--- BEGIN ---

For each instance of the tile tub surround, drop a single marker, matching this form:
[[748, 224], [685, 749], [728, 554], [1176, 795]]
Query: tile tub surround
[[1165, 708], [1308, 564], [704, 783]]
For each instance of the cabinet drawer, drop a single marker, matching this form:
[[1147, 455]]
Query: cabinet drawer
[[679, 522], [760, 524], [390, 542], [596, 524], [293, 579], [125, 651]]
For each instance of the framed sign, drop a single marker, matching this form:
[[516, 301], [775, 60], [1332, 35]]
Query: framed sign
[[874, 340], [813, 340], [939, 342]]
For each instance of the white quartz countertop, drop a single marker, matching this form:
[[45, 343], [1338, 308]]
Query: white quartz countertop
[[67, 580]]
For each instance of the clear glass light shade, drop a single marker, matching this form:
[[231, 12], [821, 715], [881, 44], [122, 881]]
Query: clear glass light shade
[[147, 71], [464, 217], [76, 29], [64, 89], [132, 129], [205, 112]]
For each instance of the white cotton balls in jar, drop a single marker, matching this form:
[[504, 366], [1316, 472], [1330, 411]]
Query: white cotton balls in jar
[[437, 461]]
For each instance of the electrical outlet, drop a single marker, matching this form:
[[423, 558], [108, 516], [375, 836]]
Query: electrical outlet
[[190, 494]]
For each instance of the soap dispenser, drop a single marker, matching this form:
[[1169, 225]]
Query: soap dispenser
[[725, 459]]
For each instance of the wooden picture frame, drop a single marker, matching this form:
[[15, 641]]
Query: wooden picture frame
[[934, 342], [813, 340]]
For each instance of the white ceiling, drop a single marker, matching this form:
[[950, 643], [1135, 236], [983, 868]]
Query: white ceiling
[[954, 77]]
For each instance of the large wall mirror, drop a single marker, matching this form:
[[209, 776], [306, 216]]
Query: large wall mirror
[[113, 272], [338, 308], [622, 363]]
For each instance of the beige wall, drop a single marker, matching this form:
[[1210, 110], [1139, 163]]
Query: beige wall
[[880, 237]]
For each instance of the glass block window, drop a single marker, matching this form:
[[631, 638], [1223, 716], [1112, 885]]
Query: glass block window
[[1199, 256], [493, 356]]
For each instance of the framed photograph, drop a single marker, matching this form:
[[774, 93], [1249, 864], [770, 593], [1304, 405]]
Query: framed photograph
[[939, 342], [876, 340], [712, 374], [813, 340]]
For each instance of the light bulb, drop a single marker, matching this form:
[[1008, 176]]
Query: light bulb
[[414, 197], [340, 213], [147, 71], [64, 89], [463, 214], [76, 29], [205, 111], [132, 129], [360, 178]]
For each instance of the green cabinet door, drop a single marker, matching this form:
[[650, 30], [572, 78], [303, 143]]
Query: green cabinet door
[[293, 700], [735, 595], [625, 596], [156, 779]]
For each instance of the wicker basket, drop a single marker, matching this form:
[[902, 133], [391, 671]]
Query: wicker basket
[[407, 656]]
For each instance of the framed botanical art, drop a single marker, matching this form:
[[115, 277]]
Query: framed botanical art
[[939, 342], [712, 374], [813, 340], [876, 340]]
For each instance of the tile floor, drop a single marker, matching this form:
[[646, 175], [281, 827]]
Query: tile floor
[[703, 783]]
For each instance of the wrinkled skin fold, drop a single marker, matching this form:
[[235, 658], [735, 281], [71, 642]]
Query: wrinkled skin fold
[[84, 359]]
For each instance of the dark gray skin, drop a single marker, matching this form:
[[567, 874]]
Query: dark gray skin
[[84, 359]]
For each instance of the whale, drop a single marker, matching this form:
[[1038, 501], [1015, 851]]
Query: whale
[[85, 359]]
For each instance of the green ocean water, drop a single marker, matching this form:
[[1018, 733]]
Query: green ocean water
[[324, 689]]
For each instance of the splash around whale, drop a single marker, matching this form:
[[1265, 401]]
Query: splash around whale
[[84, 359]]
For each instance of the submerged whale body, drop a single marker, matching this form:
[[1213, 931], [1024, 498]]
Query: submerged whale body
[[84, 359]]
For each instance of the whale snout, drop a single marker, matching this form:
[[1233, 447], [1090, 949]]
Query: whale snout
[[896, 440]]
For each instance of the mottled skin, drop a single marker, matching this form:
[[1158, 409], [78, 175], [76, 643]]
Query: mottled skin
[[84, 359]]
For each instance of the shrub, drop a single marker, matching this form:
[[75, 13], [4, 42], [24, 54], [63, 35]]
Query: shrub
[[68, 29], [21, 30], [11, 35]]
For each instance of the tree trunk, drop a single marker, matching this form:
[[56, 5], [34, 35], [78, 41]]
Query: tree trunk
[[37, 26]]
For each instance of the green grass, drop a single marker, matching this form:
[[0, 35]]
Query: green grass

--- END ---

Task goal:
Rewrite the items from the line containing "For each instance of the tree" through the last of the items, putting "fallen log" wherever "tree trunk" appears and leaving everything else unchanged.

Answer for this exercise:
For each instance of the fallen log, drop a single marker, matching this form:
[[56, 5], [34, 35], [78, 41]]
Query: fallen log
[[37, 26]]
For each instance of the green grass, drop a single marker, matching this form:
[[0, 35]]
Query: green grass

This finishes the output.